**Provided text**:

--

After coming under pressure early in the session, treasuries regained ground over the course of the trading day on Thursday.

Bond prices climbed well off their worst levels but still closed in the red. Subsequently, the yield on the benchmark ten-year note, which moves opposite of its price, rose by 2 basis points to 1.640 percent after reaching a high of 1.688 percent.

The early weakness among treasuries came following the release of preliminary data from the Commerce Department showing an acceleration in the pace of U.S. economic growth in the first three months of 2021.

The report said real gross domestic product surged up by 6.4 percent in the first quarter after jumping by 4.3 percent in the fourth quarter of 2020. Economists had expected GDP to increase by 6.5 percent.

Paul Ashworth, Chief U.S. Economist at Capital Economics, said the first quarter growth left the level of GDP only 1 percent off its pre-pandemic peak in the final quarter of 2019.

"It will recapture that level in the second quarter and, with the pace of growth we expect, any remaining output gap should be eliminated before the end of this year," Ashworth said.

The faster GDP growth was led by a substantial increase in consumer spending, which was boosted by two rounds of stimulus checks.

--

**Dataset records**:
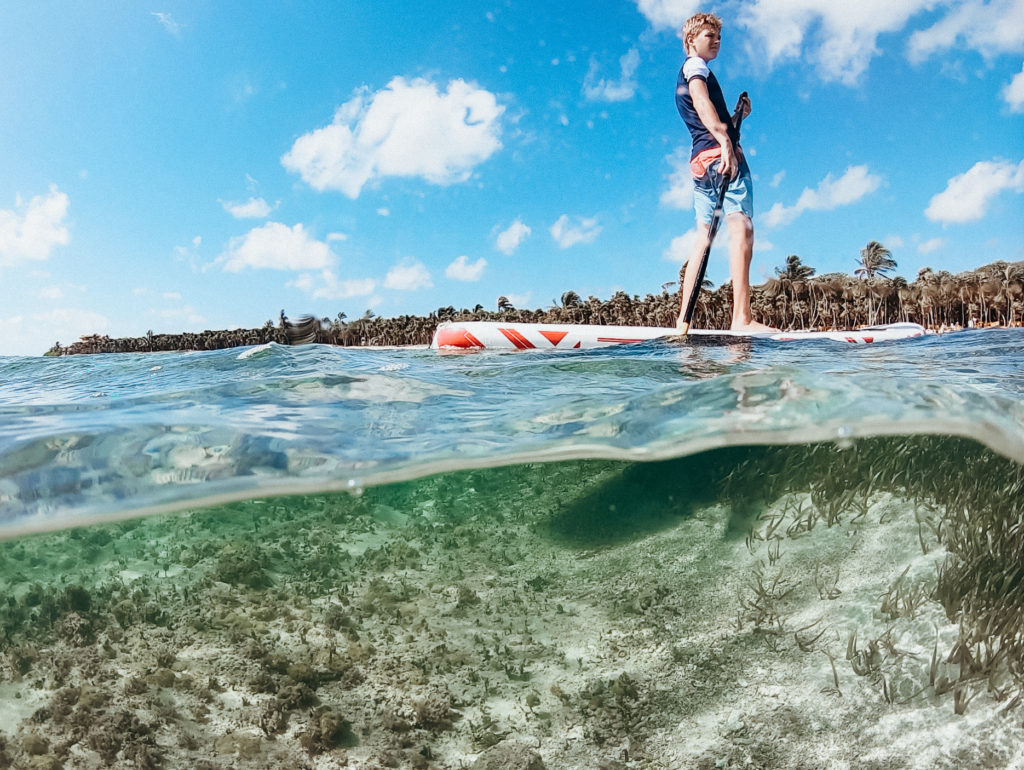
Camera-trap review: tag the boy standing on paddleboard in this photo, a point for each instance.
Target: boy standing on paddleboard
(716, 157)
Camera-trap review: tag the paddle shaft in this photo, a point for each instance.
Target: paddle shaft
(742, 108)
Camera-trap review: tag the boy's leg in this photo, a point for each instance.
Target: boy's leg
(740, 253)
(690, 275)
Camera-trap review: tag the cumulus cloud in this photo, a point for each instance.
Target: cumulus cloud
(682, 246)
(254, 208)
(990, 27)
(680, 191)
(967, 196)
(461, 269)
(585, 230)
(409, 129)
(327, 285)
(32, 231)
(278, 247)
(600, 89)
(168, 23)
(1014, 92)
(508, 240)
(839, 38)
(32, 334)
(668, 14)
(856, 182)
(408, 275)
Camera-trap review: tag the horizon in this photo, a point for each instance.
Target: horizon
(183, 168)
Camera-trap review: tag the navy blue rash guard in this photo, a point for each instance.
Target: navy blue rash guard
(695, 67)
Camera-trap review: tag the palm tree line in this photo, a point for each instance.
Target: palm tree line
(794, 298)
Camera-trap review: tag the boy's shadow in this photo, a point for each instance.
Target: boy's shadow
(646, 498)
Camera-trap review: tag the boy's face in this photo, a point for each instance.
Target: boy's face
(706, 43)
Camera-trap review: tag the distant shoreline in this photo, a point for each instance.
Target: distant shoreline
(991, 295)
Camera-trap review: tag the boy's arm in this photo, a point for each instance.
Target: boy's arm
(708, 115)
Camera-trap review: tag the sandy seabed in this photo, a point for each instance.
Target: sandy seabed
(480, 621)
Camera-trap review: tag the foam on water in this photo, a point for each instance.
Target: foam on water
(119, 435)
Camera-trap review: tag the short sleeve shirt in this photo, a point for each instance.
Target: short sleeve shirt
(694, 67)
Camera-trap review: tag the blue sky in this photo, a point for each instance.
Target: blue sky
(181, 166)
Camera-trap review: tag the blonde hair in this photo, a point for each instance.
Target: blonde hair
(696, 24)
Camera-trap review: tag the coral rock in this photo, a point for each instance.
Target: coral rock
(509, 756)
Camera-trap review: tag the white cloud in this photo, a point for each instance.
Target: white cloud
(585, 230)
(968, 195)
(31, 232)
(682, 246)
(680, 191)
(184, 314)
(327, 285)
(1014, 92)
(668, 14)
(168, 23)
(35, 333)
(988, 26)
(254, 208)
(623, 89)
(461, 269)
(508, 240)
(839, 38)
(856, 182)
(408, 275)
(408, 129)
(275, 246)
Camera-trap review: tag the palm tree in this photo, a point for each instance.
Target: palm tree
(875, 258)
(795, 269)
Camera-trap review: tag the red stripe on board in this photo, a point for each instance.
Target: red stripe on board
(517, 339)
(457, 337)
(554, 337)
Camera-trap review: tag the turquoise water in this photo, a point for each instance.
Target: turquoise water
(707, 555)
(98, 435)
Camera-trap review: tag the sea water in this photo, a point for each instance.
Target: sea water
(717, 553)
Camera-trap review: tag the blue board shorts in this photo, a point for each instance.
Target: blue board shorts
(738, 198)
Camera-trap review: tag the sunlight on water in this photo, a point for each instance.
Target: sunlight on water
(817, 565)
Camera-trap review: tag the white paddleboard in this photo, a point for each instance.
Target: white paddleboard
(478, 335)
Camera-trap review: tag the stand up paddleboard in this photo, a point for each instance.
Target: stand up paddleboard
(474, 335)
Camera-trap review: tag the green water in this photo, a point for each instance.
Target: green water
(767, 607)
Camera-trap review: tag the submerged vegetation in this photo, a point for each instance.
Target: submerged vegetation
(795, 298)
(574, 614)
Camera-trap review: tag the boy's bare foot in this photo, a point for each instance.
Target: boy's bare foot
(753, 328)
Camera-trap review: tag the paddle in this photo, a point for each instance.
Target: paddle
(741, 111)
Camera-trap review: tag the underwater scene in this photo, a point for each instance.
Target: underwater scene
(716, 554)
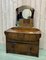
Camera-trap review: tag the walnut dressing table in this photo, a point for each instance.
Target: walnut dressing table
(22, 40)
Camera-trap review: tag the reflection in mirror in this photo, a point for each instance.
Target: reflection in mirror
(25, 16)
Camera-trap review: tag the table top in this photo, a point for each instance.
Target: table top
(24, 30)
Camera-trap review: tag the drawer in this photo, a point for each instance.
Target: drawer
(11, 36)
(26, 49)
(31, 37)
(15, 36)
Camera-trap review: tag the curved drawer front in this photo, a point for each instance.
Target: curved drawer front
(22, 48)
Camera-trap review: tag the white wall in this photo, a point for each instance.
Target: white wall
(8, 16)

--

**List of tasks**:
A: List every figure given in percent in the treasuries article, in the order they appear.
B: Carry on writing the treasuries article after its last sentence.

**Results by task**:
A:
1.640 percent
1.688 percent
6.4 percent
4.3 percent
6.5 percent
1 percent

B:
The Labor Department also released a report showing first-time claims for U.S. unemployment benefits dropped to a new pandemic-era low in the week ended April 24th.

The report said initial jobless claims dipped to 553,000, a decrease of 13,000 from the previous week's revised level of 566,000.

Economists had expected jobless claims to inch up to 549,000 from the 547,000 originally reported for the previous week.

Jobless claims fell for the third straight week, once again sliding to their lowest level since hitting 256,000 in the week ended March 14, 2020.

Selling pressure waned over the course of the session, however, as the Federal Reserve has repeatedly indicated they plan to continue their asset purchases at the current pace for the foreseeable future despite signs of economic improvement.

Trading on Friday may be impacted by another batch of economic data, including reports on personal income and spending, consumer sentiment, and Chicago-area business activity.